Como ocorre nos processos em que atuam, poderão os advogados assistentes ser responsabilizados pelos prejuízos que derem causa aos contratantes, inclusive pela omissão quando do ato notarial.
3) RECONCILIAÇÃO POR ESCRITURA PÚBLICA
A lei nº 11.441 não tratou da reconciliação do casal, permitida pelo artigo 1.577[7] do Código Civil, “por ato regular em Juízo”.
Daí existir controvérsia a respeito, uns sustentando a impossibilidade da reconciliação por escritura, outros a admitindo.
Fico com a segunda corrente, partindo do princípio segundo o qual “quem pode o mais, pode o menos”. Se possível é aos cônjuges promover por escritura pública a sua separação consensual, que mal há em admitir pela mesma forma a reconciliação? Nenhum.

- - - - - - -

_TAREFAS A REALIZAR_:
**A.** Responda com base no texto sobre a reconciliação por escritura pública:
(i) Segundo o texto, pelo que os advogados assistentes poderão ser responsabilizados?
(ii) Qual artigo do Código Civil permite a reconciliação do casal?
(iii) Em qual princípio se apoia a corrente com que o texto fica?
**B.** Repita fielmente um trecho do texto sobre a reconciliação por escritura pública. Comece nas palavras "3) RECONCILIAÇÃO POR" e pare depois de "a reconciliação? Nenhum.".
**C.** Prossiga com o texto sobre a reconciliação por escritura pública a partir do ponto em que ele termina.
O material não é necessário para nada aqui.

- - - - - - -

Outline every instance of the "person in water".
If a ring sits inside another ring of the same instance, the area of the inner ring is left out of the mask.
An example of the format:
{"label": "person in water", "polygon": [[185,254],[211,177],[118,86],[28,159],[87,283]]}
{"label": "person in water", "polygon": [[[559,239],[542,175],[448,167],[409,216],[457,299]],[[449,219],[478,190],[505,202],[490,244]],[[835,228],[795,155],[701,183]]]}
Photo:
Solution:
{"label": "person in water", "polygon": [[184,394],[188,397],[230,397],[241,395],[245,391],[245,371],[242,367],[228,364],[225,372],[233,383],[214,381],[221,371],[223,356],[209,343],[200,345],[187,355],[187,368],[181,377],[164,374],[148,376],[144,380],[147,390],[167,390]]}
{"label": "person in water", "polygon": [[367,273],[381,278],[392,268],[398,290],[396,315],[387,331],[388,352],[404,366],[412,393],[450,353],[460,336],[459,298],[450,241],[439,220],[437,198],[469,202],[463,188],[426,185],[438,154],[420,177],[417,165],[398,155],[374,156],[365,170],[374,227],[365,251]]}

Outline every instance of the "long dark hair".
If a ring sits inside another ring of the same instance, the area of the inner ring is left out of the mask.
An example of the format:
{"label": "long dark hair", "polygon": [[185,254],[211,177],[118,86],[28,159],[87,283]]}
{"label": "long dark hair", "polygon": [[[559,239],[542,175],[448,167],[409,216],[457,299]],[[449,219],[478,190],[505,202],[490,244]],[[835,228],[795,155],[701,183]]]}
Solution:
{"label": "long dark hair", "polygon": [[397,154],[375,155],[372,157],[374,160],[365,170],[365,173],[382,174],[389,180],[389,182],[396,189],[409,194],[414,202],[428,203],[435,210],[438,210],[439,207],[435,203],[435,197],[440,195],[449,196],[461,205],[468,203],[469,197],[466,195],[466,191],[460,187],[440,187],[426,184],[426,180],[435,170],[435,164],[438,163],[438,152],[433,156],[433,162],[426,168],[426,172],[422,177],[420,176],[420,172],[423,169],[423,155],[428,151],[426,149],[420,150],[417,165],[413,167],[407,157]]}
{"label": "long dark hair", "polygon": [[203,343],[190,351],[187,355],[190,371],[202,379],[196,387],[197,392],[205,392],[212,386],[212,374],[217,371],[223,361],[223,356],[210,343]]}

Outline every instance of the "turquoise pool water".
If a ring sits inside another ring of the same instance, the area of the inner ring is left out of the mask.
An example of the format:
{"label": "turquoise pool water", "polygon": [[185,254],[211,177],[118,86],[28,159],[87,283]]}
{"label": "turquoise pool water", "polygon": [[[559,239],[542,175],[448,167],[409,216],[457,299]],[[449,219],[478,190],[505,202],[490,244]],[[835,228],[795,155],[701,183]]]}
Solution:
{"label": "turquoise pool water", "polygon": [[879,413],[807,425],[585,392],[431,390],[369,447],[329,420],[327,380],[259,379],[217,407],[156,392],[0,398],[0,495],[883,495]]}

- - - - - - -

_RESPOSTAS_:
**A.**
(i) Pelos prejuízos que derem causa aos contratantes, inclusive pela omissão quando do ato notarial.
(ii) O artigo 1.577.
(iii) No princípio segundo o qual "quem pode o mais, pode o menos".

**B.**
3) RECONCILIAÇÃO POR ESCRITURA PÚBLICA
A lei nº 11.441 não tratou da reconciliação do casal, permitida pelo artigo 1.577[7] do Código Civil, “por ato regular em Juízo”.
Daí existir controvérsia a respeito, uns sustentando a impossibilidade da reconciliação por escritura, outros a admitindo.
Fico com a segunda corrente, partindo do princípio segundo o qual “quem pode o mais, pode o menos”. Se possível é aos cônjuges promover por escritura pública a sua separação consensual, que mal há em admitir pela mesma forma a reconciliação? Nenhum.

**C.**
Igualmente não vejo qualquer empecilho em se promover a reconciliação por escritura pública, quando a separação foi decretada judicialmente, inclusive em processo contencioso, porquanto a sociedade conjugal será restabelecida nas mesmas condições em que foi constituída, e “em nada prejudicará o direito de terceiros, adquirido antes e durante o estado de separado, seja qual for o regime de bens”, nos precisos termos do parágrafo único do mencionado art. 1.577.
4) EXISTÊNCIA DE DÍVIDAS DO ESPÓLIO
Sustenta-se não ser possível lavrar escrituras de inventário e partilha, quando existentes dívidas deixadas pelo de cujo.
Discordo daqueles que assim o entendem, posto não existir na Lei 11.441 qualquer vedação a respeito.
Na verdade, o inventário é a declaração pormenorizada dos bens e das dívidas ativas e passivas deixados pelo Inventariado, bem como a relação de seus herdeiros, legatários e credores.
Na fase posterior da partilha calcula-se a legítima dos herdeiros levando-se em conta os bens deixados, deduzindo-se as dívidas e somando-se o valor dos bens sujeitos à colação, como reza o Código Civil em seu artigo 1.847[8].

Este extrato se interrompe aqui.